■ **Task objective**: Transcribe exactly the lines that fall between the one holding "Outline man in" and the one holding "Outline purple folded", inclusive, from the entries below.

■ **Data for this exercise**:

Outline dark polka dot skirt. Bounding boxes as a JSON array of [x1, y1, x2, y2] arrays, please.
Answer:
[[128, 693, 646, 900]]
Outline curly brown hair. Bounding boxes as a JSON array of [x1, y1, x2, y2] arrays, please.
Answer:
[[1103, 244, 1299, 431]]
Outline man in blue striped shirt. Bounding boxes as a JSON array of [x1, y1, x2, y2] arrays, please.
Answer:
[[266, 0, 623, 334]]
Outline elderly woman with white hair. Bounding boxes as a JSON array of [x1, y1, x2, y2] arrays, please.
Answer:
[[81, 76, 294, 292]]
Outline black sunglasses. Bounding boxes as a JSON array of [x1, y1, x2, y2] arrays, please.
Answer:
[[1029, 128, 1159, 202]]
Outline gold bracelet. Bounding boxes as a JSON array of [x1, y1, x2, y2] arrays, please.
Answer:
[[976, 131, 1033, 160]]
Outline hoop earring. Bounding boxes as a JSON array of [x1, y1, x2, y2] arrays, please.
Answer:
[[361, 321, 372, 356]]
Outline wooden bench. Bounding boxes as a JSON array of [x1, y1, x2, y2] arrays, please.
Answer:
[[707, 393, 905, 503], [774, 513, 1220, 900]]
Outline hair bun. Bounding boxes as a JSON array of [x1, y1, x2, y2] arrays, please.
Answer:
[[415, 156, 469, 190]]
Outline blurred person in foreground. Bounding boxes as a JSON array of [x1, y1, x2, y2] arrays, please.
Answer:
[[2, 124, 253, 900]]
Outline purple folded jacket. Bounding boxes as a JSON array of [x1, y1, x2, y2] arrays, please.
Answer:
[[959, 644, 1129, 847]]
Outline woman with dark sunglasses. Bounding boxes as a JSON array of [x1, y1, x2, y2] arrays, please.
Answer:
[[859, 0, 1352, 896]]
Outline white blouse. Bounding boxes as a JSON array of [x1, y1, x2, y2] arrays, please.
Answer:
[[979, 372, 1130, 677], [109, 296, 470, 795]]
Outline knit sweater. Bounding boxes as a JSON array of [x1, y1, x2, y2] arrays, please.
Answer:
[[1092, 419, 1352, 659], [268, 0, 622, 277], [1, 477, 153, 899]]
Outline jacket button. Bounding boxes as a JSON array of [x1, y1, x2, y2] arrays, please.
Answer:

■ **Exercise response**:
Outline man in blue striped shirt. Bounding boxes as a JSON array of [x1, y1, x2, y2] arrays, please.
Answer:
[[266, 0, 623, 334]]
Outline elderly woman with white hair. Bounding boxes as a JSON array of [x1, y1, x2, y2] arrays, please.
Answer:
[[81, 76, 294, 292]]
Outline black sunglasses. Bounding boxes as a JSON array of [x1, y1, x2, y2] arrays, please.
Answer:
[[1029, 128, 1159, 202]]
Outline gold bracelet. Bounding boxes as a JSON array of [x1, y1, x2, y2] arrays, please.
Answer:
[[976, 131, 1033, 160]]
Outline hoop earring. Bounding boxes as a JSON array of [x1, y1, x2, y2] arrays, please.
Answer:
[[361, 321, 372, 356]]
Outline wooden bench. Bounding boxes as a JSON array of [x1, y1, x2, y2] arrays, please.
Answer:
[[707, 393, 905, 503], [774, 513, 1220, 900]]
Outline hair bun. Bounding boxes as a JSON array of [x1, y1, x2, y2] arrays, please.
Answer:
[[415, 156, 469, 190]]
Outline blurred person in foreground. Bounding boxes as a JSON array of [x1, y1, x2, y2] arrays, please.
Answer:
[[2, 124, 253, 900]]
Outline purple folded jacket. Bounding boxes as a JSON array of [x1, y1, x2, y2] arrays, please.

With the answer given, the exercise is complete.